» **Problema proposto 1**:
No texto sobre a frase da presidenta a respeito da imprensa, que termos Pierre Péan prefere usar no lugar da palavra investigação?

Wednesday, 27 de November de 2024 ISSN 1519-7670 - Ano 24 - nº 1315

Investigação ou press-release?

No Facebook, alguém pedia, neste fim de semana, clemência e compreensão para a presidenta Dilma Rousseff, autora da frase “a função da imprensa não é fazer investigação e sim de noticiar”, pronunciada num momento de irritação, ao ser indagada sobre o escândalo da Petrobras. O pedido parece ter sido aceito, pois, com exceção de alguns, não houve a reação esperada fosse da Fenaj, dos sindicatos estaduais de jornalistas, da ABI e de jornalistas de renome. Entretanto, talvez ainda estejamos no início dos debates e alguns não tenham avaliado o significado da frase.

O pedido de clemência vinha seguido de uma explicação – a presidenta não acostumada com o jargão jornalístico se referia à investigação no sentido de inquérito policial. Esse tipo de interpretação teria a seu favor um dos grandes jornalistas de investigação na França, Pierre Péan, cujo livro Uma Juventude Francesa, revelou as ligações de François Mitterrand com o governo colaborador de Vichy, antes de se unir à Resistência. Ora, Pierre Péan vê na palavra investigação uma confusão com investigation e prefere enquete ou pesquisa. Teria sido essa a razão da condenação do jornalismo de investigação pela presidenta?

» **Problema proposto 2**:
Informe, por favor, quantas linhas dos registros contêm a palavra "stem". Responda apenas com o número.

(Exemplos de rotulagem de pontos)
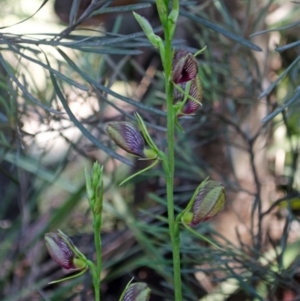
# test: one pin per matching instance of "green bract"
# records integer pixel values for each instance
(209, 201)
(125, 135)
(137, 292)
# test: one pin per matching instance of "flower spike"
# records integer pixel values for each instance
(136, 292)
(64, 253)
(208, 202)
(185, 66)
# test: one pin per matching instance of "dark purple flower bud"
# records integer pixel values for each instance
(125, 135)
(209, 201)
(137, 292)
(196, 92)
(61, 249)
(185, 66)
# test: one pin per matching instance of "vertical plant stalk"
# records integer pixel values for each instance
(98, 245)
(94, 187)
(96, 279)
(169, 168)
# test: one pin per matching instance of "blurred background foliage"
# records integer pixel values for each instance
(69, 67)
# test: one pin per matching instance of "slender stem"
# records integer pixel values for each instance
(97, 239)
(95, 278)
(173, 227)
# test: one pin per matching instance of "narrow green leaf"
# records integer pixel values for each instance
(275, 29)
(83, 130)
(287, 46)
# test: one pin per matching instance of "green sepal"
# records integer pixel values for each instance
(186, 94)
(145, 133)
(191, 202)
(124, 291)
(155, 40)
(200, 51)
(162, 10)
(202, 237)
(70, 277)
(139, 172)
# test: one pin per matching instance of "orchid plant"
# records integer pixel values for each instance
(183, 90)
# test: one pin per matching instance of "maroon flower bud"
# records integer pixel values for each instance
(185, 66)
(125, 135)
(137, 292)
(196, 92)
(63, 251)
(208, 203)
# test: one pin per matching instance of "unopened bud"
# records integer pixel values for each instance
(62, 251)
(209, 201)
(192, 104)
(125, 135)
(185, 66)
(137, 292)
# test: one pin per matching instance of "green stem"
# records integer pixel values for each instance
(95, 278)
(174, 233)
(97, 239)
==
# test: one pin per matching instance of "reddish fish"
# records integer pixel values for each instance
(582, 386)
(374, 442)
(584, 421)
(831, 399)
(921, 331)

» **Solução da tarefa 1**:
Ele prefere enquete ou pesquisa.

» **Solução da tarefa 2**:
2